**Written exercise**. Rewrite the material from the line containing "task: segment the rock face" through the end of the material, replacing "rock face" with "cliff wall" and leaving all else unchanged.

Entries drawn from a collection
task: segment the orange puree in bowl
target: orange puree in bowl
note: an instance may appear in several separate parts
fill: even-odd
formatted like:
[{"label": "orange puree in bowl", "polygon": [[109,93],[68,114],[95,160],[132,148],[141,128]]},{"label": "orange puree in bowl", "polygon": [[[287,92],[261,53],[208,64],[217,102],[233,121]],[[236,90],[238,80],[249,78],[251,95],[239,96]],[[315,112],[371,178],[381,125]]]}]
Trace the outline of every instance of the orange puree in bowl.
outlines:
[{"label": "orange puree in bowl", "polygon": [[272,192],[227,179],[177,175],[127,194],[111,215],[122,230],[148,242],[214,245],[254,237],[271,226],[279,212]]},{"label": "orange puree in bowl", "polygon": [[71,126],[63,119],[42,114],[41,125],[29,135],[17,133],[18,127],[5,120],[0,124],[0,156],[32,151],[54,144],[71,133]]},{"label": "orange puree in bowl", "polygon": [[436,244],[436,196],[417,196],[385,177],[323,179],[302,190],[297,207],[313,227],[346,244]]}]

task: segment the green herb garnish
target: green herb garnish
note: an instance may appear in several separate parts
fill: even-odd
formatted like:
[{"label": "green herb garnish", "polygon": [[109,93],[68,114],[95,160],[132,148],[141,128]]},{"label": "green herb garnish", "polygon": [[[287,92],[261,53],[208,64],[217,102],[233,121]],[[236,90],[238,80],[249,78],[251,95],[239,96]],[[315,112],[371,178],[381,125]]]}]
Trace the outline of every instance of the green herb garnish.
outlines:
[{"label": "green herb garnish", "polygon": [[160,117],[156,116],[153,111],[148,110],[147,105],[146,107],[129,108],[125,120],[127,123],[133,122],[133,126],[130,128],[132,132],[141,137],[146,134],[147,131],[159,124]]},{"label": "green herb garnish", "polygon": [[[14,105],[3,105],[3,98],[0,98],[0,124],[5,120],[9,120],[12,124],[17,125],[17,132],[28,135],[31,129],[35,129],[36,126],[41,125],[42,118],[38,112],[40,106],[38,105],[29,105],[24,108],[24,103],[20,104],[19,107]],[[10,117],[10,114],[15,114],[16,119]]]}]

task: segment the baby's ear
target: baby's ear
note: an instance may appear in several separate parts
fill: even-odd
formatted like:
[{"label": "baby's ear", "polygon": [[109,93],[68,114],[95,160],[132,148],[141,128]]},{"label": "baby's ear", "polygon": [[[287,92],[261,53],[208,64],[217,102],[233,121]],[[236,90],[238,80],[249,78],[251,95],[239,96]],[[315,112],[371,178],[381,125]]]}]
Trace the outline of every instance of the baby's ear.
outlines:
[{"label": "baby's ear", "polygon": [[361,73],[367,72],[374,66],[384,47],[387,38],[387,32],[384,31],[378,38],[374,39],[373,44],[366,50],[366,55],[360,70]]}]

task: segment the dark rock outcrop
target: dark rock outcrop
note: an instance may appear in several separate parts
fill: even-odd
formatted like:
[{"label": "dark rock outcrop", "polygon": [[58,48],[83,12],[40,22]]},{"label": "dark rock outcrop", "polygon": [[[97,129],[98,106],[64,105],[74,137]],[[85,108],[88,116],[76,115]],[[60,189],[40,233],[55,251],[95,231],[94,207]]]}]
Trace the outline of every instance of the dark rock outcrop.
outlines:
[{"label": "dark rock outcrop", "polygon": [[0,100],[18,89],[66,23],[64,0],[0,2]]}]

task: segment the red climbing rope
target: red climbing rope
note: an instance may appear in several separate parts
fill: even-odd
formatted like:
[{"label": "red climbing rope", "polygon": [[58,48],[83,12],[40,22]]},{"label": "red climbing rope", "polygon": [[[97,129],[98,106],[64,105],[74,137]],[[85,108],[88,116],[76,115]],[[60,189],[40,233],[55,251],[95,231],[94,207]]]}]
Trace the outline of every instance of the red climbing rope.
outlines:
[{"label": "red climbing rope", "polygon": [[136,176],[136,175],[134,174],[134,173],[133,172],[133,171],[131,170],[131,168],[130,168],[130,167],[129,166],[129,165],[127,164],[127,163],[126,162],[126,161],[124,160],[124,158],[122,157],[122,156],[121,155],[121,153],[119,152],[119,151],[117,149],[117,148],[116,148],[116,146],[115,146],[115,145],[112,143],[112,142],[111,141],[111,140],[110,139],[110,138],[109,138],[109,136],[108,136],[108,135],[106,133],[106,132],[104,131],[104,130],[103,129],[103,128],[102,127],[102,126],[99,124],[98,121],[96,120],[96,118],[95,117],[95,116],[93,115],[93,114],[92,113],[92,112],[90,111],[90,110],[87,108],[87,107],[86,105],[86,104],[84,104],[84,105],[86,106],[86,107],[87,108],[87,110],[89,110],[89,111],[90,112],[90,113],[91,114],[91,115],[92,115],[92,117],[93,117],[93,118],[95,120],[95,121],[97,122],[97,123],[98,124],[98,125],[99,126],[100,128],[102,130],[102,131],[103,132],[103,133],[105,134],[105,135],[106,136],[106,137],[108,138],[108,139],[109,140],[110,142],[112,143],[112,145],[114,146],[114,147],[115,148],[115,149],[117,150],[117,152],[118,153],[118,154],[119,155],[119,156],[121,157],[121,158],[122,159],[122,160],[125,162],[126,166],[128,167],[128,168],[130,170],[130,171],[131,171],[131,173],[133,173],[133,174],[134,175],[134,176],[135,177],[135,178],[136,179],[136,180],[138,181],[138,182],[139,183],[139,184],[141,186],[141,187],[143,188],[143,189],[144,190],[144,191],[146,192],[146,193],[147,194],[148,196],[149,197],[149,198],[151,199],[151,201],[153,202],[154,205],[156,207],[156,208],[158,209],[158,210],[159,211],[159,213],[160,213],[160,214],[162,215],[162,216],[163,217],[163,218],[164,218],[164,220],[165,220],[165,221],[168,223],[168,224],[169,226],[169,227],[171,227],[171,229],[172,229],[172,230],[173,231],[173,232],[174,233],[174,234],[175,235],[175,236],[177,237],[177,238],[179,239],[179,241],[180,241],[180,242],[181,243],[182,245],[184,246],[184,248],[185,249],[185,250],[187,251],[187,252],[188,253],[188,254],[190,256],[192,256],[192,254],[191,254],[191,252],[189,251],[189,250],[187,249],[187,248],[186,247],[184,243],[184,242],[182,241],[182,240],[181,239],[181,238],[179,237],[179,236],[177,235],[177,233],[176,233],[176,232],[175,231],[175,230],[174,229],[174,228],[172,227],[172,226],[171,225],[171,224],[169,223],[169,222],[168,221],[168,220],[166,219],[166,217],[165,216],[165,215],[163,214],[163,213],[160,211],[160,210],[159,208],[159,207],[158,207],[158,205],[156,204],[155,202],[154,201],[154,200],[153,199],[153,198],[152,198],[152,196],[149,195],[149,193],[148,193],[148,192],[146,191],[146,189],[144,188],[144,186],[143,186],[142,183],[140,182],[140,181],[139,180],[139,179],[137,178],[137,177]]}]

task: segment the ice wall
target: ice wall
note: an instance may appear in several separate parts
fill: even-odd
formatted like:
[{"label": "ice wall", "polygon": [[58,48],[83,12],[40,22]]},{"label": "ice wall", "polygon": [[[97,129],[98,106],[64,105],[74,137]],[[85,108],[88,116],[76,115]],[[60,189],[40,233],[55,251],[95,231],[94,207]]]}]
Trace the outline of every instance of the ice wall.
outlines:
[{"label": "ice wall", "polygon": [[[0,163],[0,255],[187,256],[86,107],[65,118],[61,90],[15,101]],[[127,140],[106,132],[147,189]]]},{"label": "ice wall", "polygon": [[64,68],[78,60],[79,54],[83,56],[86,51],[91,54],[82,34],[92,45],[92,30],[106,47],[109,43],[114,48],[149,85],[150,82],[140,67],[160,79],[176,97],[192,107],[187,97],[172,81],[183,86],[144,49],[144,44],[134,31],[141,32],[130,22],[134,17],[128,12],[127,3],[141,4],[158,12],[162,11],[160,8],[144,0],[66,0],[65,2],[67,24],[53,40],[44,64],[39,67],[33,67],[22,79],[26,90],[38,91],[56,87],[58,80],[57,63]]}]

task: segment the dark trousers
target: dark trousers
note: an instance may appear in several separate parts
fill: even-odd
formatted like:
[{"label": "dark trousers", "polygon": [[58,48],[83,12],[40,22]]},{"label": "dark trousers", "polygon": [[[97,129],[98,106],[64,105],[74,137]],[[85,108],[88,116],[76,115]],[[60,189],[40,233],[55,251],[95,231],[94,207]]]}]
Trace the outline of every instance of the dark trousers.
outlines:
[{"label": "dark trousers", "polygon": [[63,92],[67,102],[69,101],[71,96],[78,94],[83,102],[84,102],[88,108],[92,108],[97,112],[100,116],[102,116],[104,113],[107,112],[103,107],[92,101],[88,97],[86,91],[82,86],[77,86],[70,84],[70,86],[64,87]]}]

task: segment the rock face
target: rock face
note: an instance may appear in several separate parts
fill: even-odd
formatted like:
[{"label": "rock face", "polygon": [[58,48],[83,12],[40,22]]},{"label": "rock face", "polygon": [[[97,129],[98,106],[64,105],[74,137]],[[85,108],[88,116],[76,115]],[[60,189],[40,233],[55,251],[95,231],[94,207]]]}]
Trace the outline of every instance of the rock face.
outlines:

**Exercise output**.
task: segment the cliff wall
target: cliff wall
note: an instance may appear in several separate parts
fill: even-odd
formatted like:
[{"label": "cliff wall", "polygon": [[58,48],[83,12],[40,22]]},{"label": "cliff wall", "polygon": [[[97,129],[98,106],[64,105],[74,137]],[[85,108],[88,116],[76,115]],[[60,189],[40,233],[55,251],[95,231],[94,207]]]}]
Trace the outline of every instance of the cliff wall.
outlines:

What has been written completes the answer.